▸ **REQUIRED WORK**:
Copy exactly the lines from the one containing "this form: (142,301)." through the last line of the records, both included, and nothing more.
[START OF DATA SHOWN]
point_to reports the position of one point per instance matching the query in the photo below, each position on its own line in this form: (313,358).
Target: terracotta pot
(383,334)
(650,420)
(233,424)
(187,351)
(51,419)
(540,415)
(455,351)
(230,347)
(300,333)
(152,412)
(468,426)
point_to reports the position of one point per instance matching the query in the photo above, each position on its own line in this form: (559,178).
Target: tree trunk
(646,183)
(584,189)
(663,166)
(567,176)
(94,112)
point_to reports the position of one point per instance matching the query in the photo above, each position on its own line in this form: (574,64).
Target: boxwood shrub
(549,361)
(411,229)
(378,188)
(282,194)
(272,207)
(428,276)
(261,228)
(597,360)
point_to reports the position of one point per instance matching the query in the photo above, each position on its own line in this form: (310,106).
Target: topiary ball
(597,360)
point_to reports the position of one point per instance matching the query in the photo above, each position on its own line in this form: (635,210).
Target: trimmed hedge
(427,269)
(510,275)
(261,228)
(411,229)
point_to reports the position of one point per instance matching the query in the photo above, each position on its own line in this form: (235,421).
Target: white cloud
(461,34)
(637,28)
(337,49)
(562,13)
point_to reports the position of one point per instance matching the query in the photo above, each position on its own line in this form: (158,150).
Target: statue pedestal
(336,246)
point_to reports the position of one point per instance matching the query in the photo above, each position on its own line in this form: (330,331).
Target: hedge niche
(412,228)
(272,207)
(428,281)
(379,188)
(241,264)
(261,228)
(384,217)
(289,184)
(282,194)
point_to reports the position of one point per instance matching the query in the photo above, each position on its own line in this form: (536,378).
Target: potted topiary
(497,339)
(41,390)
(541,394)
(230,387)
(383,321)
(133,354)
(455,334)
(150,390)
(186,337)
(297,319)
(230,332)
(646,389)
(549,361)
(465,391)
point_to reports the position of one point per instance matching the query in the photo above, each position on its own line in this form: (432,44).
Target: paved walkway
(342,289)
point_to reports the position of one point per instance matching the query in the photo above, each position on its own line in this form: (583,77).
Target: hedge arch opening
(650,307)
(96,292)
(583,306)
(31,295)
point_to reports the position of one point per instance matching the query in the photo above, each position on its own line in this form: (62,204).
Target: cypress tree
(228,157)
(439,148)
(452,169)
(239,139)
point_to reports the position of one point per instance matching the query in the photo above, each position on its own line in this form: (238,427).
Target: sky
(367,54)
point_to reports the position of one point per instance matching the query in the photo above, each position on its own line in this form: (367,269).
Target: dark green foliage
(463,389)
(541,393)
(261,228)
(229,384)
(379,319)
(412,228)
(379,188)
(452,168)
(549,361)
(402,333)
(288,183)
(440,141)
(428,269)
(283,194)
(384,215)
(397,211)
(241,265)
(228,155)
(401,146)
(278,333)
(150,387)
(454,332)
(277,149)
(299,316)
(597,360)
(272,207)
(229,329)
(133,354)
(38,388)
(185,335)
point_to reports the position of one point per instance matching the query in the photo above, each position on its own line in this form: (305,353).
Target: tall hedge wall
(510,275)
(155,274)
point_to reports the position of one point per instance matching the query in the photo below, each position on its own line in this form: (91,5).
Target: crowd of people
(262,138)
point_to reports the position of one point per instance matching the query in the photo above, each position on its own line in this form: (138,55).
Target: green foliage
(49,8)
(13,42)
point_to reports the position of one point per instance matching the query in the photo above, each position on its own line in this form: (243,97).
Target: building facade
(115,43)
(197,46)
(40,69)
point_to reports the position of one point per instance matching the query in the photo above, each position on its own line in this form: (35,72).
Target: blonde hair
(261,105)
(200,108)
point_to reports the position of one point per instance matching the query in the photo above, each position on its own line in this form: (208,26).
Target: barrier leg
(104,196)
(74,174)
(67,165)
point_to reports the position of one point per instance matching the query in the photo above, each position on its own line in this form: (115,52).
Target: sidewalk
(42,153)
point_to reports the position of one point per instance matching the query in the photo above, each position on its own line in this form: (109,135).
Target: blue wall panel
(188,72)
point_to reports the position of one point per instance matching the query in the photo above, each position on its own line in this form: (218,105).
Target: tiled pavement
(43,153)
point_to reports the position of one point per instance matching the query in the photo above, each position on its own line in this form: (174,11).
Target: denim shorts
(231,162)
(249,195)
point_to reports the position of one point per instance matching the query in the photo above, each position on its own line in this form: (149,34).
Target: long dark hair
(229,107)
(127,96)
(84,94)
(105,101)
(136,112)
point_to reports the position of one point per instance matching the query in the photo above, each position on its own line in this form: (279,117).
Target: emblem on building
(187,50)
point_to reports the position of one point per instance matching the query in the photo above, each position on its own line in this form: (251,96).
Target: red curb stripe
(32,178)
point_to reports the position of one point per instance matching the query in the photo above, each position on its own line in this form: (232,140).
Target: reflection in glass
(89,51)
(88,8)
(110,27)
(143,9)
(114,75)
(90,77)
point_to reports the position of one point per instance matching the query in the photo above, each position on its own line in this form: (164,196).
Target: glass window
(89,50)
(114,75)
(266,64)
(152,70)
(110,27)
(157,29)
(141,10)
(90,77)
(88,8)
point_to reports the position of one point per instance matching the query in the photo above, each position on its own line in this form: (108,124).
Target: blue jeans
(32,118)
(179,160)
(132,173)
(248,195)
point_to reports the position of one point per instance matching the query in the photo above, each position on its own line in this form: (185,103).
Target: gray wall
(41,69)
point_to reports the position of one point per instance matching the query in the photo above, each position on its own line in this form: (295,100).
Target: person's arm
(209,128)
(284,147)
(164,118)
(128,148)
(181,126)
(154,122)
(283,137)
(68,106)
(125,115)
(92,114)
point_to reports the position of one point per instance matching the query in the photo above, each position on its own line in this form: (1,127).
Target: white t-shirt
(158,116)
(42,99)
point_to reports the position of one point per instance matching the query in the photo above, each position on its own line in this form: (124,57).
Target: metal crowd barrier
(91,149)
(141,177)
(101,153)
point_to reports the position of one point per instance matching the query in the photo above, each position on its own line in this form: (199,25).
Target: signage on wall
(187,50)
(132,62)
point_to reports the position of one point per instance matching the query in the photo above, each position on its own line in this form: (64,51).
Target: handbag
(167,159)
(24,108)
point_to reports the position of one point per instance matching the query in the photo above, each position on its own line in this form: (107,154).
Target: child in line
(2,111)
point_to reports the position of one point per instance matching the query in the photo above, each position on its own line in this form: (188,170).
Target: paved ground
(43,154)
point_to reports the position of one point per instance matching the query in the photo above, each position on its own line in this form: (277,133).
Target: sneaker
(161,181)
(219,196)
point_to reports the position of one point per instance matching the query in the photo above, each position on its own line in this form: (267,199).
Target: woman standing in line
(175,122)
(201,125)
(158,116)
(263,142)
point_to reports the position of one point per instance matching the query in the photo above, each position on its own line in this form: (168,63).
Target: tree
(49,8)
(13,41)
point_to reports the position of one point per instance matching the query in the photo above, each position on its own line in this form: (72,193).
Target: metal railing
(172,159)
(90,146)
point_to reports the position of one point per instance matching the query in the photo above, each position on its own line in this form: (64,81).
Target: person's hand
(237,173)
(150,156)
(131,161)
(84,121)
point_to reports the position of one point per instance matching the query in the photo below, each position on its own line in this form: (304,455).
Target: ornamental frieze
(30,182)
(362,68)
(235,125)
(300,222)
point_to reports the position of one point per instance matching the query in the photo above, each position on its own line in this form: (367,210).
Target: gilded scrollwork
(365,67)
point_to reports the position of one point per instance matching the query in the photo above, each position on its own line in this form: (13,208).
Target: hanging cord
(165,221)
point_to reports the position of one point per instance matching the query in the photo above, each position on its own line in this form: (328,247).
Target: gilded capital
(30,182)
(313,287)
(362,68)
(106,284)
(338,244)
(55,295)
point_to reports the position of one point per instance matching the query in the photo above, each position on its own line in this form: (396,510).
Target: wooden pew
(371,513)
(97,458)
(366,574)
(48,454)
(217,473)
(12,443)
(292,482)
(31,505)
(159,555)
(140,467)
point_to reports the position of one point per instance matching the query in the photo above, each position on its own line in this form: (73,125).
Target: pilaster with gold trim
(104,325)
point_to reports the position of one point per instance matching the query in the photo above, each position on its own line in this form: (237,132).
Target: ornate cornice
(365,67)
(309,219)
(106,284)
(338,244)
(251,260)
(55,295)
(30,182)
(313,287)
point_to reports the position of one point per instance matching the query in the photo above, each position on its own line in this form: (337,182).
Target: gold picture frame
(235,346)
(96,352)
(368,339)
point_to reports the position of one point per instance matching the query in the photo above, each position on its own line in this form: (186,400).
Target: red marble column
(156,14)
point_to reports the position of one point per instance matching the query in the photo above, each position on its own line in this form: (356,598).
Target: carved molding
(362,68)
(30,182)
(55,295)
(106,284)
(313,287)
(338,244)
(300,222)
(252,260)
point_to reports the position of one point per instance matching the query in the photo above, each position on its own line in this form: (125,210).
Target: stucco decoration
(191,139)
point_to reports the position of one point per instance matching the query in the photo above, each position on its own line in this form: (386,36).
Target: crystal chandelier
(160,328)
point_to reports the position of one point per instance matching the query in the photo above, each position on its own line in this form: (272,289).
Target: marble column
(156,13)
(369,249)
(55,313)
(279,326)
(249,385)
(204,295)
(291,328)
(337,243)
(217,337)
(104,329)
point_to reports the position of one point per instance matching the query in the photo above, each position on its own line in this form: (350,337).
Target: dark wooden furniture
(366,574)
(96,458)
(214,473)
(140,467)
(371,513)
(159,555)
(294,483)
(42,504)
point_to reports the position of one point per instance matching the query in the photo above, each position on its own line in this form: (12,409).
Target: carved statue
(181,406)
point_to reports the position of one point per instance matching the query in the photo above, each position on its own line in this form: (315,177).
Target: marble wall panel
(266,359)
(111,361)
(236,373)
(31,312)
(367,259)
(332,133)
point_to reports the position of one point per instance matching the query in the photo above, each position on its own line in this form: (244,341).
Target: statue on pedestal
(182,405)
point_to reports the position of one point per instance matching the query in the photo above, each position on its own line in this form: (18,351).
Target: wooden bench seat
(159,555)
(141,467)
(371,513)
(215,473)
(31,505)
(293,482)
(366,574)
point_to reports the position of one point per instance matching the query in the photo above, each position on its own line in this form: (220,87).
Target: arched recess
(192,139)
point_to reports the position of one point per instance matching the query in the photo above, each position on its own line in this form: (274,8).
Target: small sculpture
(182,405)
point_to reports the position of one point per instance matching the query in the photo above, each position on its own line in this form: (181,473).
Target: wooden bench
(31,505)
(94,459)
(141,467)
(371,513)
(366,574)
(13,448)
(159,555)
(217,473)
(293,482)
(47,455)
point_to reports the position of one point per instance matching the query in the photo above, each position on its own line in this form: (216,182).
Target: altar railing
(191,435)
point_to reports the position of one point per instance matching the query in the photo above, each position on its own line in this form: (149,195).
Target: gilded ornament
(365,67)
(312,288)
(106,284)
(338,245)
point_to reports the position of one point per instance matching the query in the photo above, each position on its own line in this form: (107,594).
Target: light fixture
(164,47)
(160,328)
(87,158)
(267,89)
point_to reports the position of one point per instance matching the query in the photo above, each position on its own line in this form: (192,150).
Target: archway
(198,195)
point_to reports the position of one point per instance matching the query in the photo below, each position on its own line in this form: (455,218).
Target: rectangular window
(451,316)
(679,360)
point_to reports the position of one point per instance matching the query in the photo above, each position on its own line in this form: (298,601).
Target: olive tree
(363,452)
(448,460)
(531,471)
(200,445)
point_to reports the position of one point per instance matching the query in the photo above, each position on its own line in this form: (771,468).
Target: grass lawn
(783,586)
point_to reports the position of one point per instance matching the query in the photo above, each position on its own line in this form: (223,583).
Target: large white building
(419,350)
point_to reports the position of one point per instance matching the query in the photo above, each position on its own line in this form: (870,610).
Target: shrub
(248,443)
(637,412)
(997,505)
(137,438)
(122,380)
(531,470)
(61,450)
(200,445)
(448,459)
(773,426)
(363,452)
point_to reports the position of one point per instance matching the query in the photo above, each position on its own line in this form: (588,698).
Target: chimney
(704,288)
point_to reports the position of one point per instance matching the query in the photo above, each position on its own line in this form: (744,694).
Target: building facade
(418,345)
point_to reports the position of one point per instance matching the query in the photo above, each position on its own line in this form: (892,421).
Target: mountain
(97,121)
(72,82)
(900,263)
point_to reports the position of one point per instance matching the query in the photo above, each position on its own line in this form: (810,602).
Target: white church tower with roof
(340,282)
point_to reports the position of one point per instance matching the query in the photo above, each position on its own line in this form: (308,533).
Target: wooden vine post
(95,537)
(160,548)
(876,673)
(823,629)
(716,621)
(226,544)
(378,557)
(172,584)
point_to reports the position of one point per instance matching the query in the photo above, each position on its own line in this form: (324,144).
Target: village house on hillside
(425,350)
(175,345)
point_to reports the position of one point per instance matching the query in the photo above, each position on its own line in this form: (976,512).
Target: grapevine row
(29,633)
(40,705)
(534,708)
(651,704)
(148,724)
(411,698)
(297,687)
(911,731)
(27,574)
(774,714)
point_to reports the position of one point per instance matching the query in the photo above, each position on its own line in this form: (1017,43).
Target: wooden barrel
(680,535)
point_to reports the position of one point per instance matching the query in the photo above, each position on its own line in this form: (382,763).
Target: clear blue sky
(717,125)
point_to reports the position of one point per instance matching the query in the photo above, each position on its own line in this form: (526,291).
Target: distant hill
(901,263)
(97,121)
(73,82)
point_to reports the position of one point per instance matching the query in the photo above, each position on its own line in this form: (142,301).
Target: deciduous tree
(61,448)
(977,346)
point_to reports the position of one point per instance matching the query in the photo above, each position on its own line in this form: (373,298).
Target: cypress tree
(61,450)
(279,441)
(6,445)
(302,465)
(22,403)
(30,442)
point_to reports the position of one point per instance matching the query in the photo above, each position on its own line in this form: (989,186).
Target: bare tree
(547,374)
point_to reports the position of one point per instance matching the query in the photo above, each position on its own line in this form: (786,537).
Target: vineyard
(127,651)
[END OF DATA SHOWN]
▸ **EXERCISE RESPONSE**:
point_to reports the position of one point per instance matching the query in the photo above, each position on its own line in this form: (142,301).
Target: deciduous tree
(61,448)
(977,346)
point_to reports the position of one point per instance matching the query in the photo above, each position on its own line in this form: (373,298).
Target: cypress tree
(61,450)
(279,441)
(6,445)
(302,465)
(22,403)
(30,442)
point_to reports the position of one point per instance matching the query in the photo above, each position on its own line in this form: (989,186).
Target: bare tree
(547,374)
point_to reports the position of one point per instance matching the query in the photo above, each position on its own line in this form: (786,537).
Target: vineyard
(127,651)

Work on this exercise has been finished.